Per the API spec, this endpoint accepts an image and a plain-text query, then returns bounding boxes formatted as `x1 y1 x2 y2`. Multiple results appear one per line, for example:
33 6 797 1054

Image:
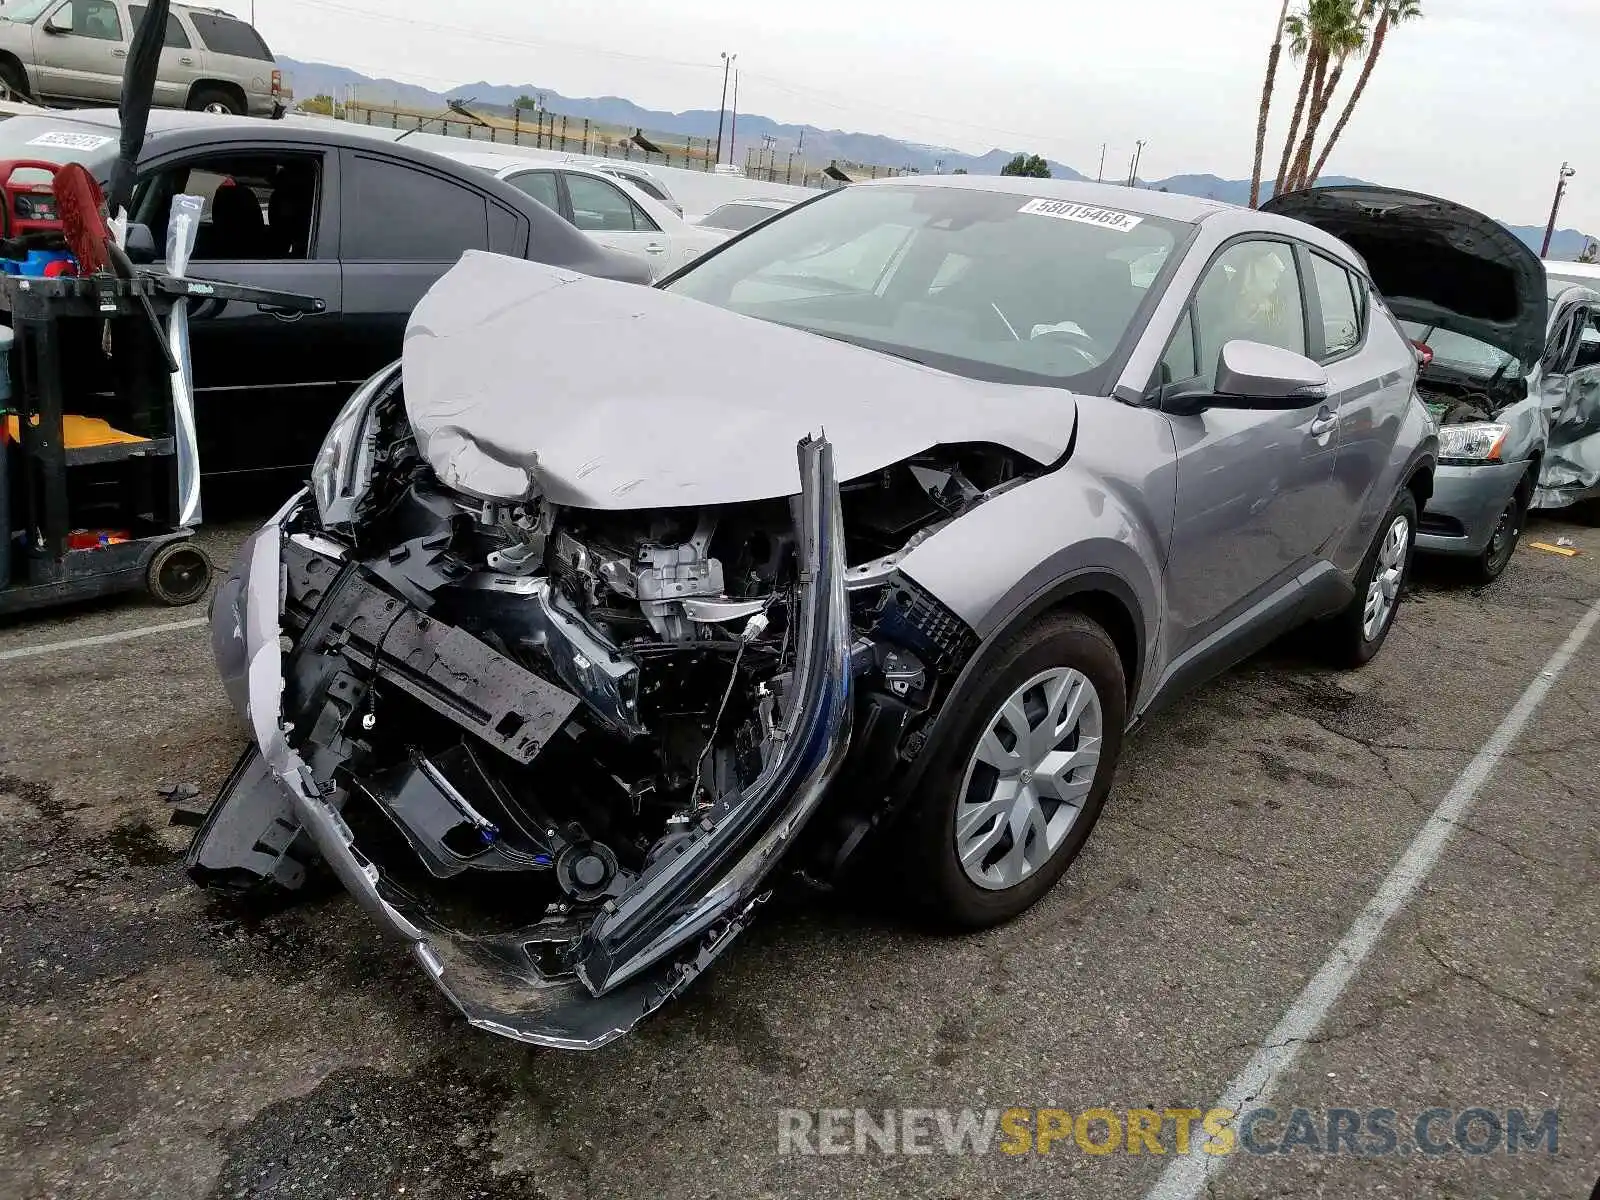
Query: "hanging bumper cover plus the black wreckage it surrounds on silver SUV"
189 401 851 1048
· · · · · · ·
TASK DESCRIPTION
Would you retype exactly the lines running from the line that contains "33 6 797 1054" through the end of the listing above, both included? Skip every picture.

FINISHED TASK
33 6 797 1054

Image:
Query: "hanging bumper cover plus the black wreckage it surrounds on silver SUV"
189 401 851 1048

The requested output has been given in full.